DPRD Tuban Siapkan Jaring Protap Pemohon Diska (1)
Suarabanyuurip.com
- Teguh Budi Utomo
Tuban -
DPRD Tuban segera menyiapkan skema memperketat permohonan Diska bila
terindikasi terjadi kekerasan seksual. Diarahkan keterlibatan multistakehoder
untuk merumuskan protap bagi pemohon Diska.
Demikian benang merah yang bisa ditarik dari
audensi LBH Koalisi Perempuan Ronggolawe (KP Ronggolawe) Tuban dengan Komisi IV
DPRD Tuban, di awal September 2022. Dewan mempertimbangkan fakta kasus
pernikahan anak, yang diawali dengan permohonan Dispensasi Nikah (Diska), di
Bumi Ranggalawe dalam dua tahun terakhir angkanya melambung naik hingga 200
persen.
Rapat Kerja (Raker) Komisi Dewan itu melibatkan
Dinas Sosial Pemberdayaan Perempuan dan Perlindungan Anak (Dinsos P3A)/Pusat
Pelayanan Terpadu Pemberdayaan Perempuan dan Anak (P2TP2A), Unit Pelayanan
Perempuan dan Anak (UPPA) Polres Tuban, Kemenag Tuban, Dinas Kesehatan, Dinas
Pendidikan, dan LPA Tuban.
“Kami berterima kasih dan mengapresiasi respon
cepat dari DPRD Tuban, kasus pernikahan anak yang diawali dengan Diska sangat
mengkhawatirkan,” kata Direktur LBH KP Ronggolawe Tuban, Nunuk Fauziah.
Mengulik data yang dimiliki lembaganya, Nunuk
Fauziah menyatakan, angka pemohon Diska di Tuban belakangan cenderung tinggi.
Pada tahun 2021 jumlah pemohon Diska mencapai 184 perkara, sedangkan pada tahun
2022 dari bulan Januari hingga Juli 2022 berjumlah 356 perkara.
Selain dibutuhkan skema yang tepat dalam menangani
anak perempuan korban kekerasan seksual, kemudian berakhir pernikahan anak yang
rentan terhadap Kekerasan Dalam Rumah Tangga (KDRT), dan ujungnya pelaku
kekerasan terhadap anak terlepas dari jerat hukum.
“Jangan menganggap setelah melakukan tindak pidana
kekerasan seksual, pelakunya terbebas dari jerat hukum dengan cara menikahi
korban,” ujar Nunuk Fauziah, “apalagi fakta di lapangan menyebut hampir 80
persen pernikahan anak berakhir pada perceraian.”
Di ranah hukum kekerasan seksual bukan delik aduan.
Siapapun yang mengetahui bisa melaporkan. Hal tersebit dijamin oleh UU 12 Tahun
2022 tentang Tindak Pidana Kekerasan Seksual (UU TPKS).
Komisi IV DPRD Tuban bersama LBH Koalisi Perempuan Ronggolawe (KP Ronggolawe) foto bersama usai audensi.
© 2022 suarabanyuurip.com/Teguh Budi Utomo
Ketua Komisi IV DPRD Tuban, Tri Astuti, mafhum
dengan kondisi terkini di lapangan. Perempuan politisi dari Partai Gerindra itu
menilai, jika permasalahan pernikahan anak memiliki dampak luar biasa bagi anak
perempuan.

Cuplikan Data
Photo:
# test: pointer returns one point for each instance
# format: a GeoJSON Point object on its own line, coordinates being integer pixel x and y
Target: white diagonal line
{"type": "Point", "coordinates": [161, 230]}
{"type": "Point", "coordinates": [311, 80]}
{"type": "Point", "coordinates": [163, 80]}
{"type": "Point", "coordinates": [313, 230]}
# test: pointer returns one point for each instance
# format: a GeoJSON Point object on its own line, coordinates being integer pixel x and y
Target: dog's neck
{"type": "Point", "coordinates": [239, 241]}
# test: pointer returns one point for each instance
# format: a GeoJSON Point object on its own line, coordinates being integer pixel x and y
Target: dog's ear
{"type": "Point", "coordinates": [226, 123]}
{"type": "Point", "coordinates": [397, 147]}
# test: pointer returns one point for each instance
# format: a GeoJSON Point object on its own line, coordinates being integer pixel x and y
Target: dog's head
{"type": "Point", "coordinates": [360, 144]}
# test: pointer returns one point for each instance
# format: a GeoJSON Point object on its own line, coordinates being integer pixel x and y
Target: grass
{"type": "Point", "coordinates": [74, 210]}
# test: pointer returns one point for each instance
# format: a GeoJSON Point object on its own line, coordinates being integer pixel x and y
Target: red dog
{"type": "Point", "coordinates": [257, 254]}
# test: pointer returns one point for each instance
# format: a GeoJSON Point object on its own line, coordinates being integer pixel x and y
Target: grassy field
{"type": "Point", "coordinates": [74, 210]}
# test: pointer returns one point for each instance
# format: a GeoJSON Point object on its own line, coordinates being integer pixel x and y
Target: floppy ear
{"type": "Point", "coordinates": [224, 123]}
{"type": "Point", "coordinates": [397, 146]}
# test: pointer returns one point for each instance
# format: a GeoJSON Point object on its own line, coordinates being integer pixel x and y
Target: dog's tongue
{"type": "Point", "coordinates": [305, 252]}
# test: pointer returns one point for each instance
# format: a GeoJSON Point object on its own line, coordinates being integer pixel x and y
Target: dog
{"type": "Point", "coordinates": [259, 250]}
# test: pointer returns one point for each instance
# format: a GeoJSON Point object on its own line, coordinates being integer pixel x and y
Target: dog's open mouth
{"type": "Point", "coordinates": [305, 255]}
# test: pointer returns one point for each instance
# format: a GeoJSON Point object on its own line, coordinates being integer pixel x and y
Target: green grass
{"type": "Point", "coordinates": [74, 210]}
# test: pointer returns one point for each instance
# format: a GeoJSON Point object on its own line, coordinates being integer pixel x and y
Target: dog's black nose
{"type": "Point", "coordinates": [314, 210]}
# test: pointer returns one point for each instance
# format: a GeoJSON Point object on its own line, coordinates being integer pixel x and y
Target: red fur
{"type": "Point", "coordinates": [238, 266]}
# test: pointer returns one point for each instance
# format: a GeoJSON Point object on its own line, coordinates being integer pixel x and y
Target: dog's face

Tujuan
A. Jawab pertanyaan berikut berdasarkan artikel tentang dispensasi nikah di Tuban, dengan tanda yang sama pada setiap jawaban.
(i) Berapa jumlah perkara pemohon Diska di Tuban pada tahun 2021?
(ii) Undang-undang apa yang menjamin bahwa siapa pun yang mengetahui kekerasan seksual bisa melaporkannya?
(iii) Dari partai mana Ketua Komisi IV DPRD Tuban, Tri Astuti, berasal?
B. Lanjutkan artikel tentang dispensasi nikah di Tuban, mulai setelah kalimat terakhirnya.

Jawaban Tugas
A.
(i) 184 perkara.
(ii) UU 12 Tahun 2022 tentang Tindak Pidana Kekerasan Seksual (UU TPKS).
(iii) Partai Gerindra.

B.
Komisi IV juga tak sepakat dengan munculnya
rekomendasi-rekomendasi terkait pengabulan Diska tanpa pertimbangan kuat. Bila
hal itu dibiarkan bakal mempertebal angka anak putus sekolah.
“Saya khawatir adanya Diska menyebabkan tingginya
angka stunting, kematian ibu dan bayi, masalah sosial dan KDRT. Masalah ini
menjadi atensi serius Komisi kami,” tegas Tri Astuti.
Legislator dari Dapil Kecamatan Pumpang, Widang,
dan Kecamatan Palang ini menegaskan, jangan berharap kasus kekerasan seksual
bila dikabulkan memohon Diska kemudian dianggap menyelesaikan perkara. Meskipun
telah mendapatkan Diska dari Pengadilan Agama (PA), namun kasusnya tetap harus
diselesaikan secara pidana.
Pada bagian lain, Nunuk Fauziah menambahkan, kasus
kekerasan seksual dengan korban anak perempuan di ranah pendidikan, baik Tempat
Kejadian Perkara (TKP) di pondok pesantren maupun tempat lainnya, dalam kurun
dua tahun terakhir sangat mengkhawatirkan.
Bagi perempuan aktifis pemberdayaan perempuan dan
anak ini, esensi problemnya bukan tentang berapa angka atau datanya, namun
kekerasan seksual di Tuban telah terjadi. Kasus ini juga berlaku fenomena puncak
gunung es di tengah samudra.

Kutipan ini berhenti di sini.